→ Text extract:
==========

Saturday, January 23, 2016

1936-2016: 80th anniversary of the anti-tank gasoline bomb. "The Molotov Cocktail as Battlefield Innovation."

Improvised incendiary devices were used for the first time in the Spanish Civil War between July 1936 and April 1939, before they became known as "Molotov cocktails". In 1936, General Francisco Franco ordered Spanish Nationalist forces to use the weapon against Soviet T-26 tanks supporting the Spanish Republicans in a failed assault on the Nationalist stronghold of SeseƱa, near Toledo, 40 km (25 mi) south of Madrid. After that, both sides used simple petrol bombs or petrol-soaked blankets with some success. -- Wikipedia.
Finnish soldier armed with a Molotov Cocktail.
But even with the knowledge that war might be coming, Finland could only muster a fifth of the manpower and a fraction of the modern weaponry of the USSR and had little advanced weaponry to defeat Soviet tanks. When the Soviets crossed the border in late November, their military planners anticipated a war would last for only a week or two. It lasted until March in no small part because of the Molotov cocktail.

==========

→ Recorded data:
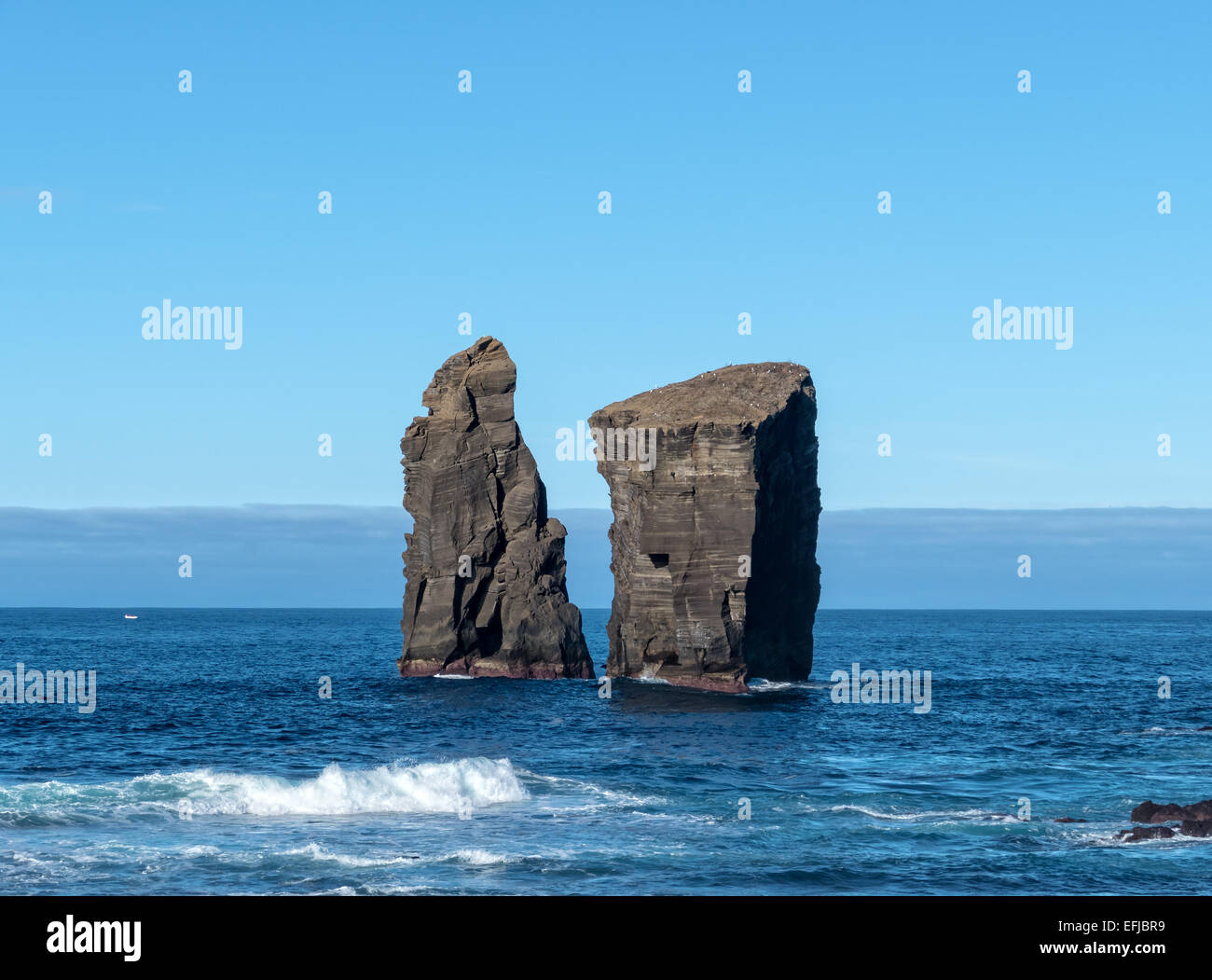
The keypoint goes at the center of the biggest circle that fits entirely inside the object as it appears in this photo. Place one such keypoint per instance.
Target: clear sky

==========

→ Task instructions:
1 > List every calendar month named in the Molotov cocktail post.
2 > Answer from the Molotov cocktail post:
(a) Which Soviet tank model supported the Spanish Republicans?
(b) How far south of Madrid was the Nationalist stronghold?
(c) What share of the USSR's manpower could Finland muster?
3 > Write out the part of the Molotov cocktail post starting at "1936-2016: 80th anniversary" and ending at "success. -- Wikipedia.".

→ Responses in order:
1 > January, July, April, November, March

2 >
(a) The T-26.
(b) 40 km (25 mi).
(c) A fifth.

3 >
1936-2016: 80th anniversary of the anti-tank gasoline bomb. "The Molotov Cocktail as Battlefield Innovation."

Improvised incendiary devices were used for the first time in the Spanish Civil War between July 1936 and April 1939, before they became known as "Molotov cocktails". In 1936, General Francisco Franco ordered Spanish Nationalist forces to use the weapon against Soviet T-26 tanks supporting the Spanish Republicans in a failed assault on the Nationalist stronghold of SeseƱa, near Toledo, 40 km (25 mi) south of Madrid. After that, both sides used simple petrol bombs or petrol-soaked blankets with some success. -- Wikipedia.